The tasks →
[a] Decide whether each statement below agrees with the burnt-forest essay, answering yes or no and quoting the deciding words of the essay: (i) The wildfire described killed every tree in the forest. (ii) The essay likens burnt forests to flood plains. (iii) Cottonwood and willow are named as colonizing plants.
[b] According to the burnt-forest essay, what do people mean when they ask how long a forest will take to "recover" from a fire?
[c] Reproduce the part of the burnt-forest essay between "A Burnt Forest is" and "repopulate the area.", inclusive.

Document →
□ □ □
A Burnt Forest is a Healthy Forest

Recently I was wandering through a burnt forest in the aftermath of a wildfire with a mixed group of people as part of a field trip with a forest collaborative. We were examining the burn severity pattern that a recent wildfire had carved through the forest.  In many places, the fire had barely charred the ground, while in other places nearly all the trees had been killed.

Standing among the black snags that were created in the aftermath of a particularly high severity burn, someone asked how long it would take for the forest to “recover.”  That is a common question I hear frequently from people, and certainly that is the way most people view the aftermath of wildfires.  When they ask how long it will take to “recover” from the fire, they mean, how long will it take for tall, green trees to repopulate the area.

Though it is nearly universal among most people who have been taught to think about wildfires as “destructive”, from an ecological perspective it belies a failure to really understand forest ecology. It is the wrong question and certainly the wrong perspective to hold.

Green trees are only one part of a forest ecosystem life cycle, just as the river channel is only one part of a river system. Burnt forests are as important to forest ecosystems as flood plains are to river systems. Just as floods rejuvenate a river changing river channels, creating new habitat for colonizing plants like cottonwood and willow, and high flows allow some fish and aquatic organisms to migrate and move through the river system, wildfires also create important habitat and opportunities within forested ecosystems.

A “healthy” river is one that periodically floods. Among most western ecosystems, a “healthy” forest is one that periodically burns.  Just as the intensity of floods can vary over time—with annual, 100 year and 500 year floods, the intensity and frequency of wildfires also varies depending on many factors including the species of plants living in a site, climatic changes, and so forth.
□ □ □
Record list →

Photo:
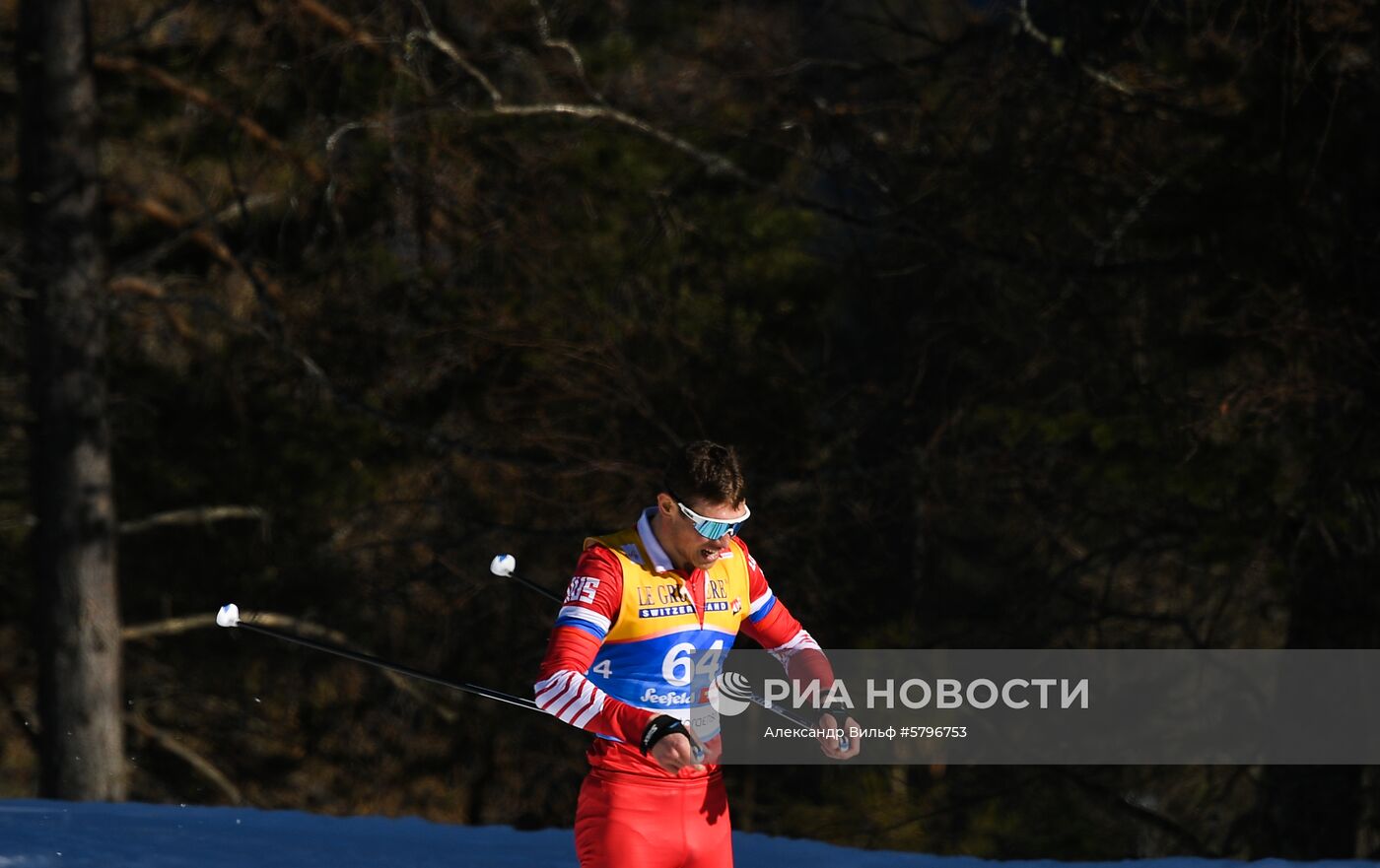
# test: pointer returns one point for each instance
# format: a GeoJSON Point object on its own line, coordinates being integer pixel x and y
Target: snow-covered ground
{"type": "Point", "coordinates": [38, 834]}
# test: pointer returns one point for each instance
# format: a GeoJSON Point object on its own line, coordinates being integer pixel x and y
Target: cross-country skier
{"type": "Point", "coordinates": [645, 609]}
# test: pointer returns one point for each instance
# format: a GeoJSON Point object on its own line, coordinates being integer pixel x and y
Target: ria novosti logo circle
{"type": "Point", "coordinates": [730, 693]}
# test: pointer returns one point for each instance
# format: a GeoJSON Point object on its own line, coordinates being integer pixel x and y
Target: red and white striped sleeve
□ □ □
Answers provided →
[a]
(i) No: "In many places, the fire had barely charred the ground, while in other places nearly all the trees had been killed."
(ii) Yes: "Burnt forests are as important to forest ecosystems as flood plains are to river systems."
(iii) Yes: "creating new habitat for colonizing plants like cottonwood and willow"

[b] They mean how long it will take for tall, green trees to repopulate the area.

[c]
A Burnt Forest is a Healthy Forest

Recently I was wandering through a burnt forest in the aftermath of a wildfire with a mixed group of people as part of a field trip with a forest collaborative. We were examining the burn severity pattern that a recent wildfire had carved through the forest.  In many places, the fire had barely charred the ground, while in other places nearly all the trees had been killed.

Standing among the black snags that were created in the aftermath of a particularly high severity burn, someone asked how long it would take for the forest to “recover.”  That is a common question I hear frequently from people, and certainly that is the way most people view the aftermath of wildfires.  When they ask how long it will take to “recover” from the fire, they mean, how long will it take for tall, green trees to repopulate the area.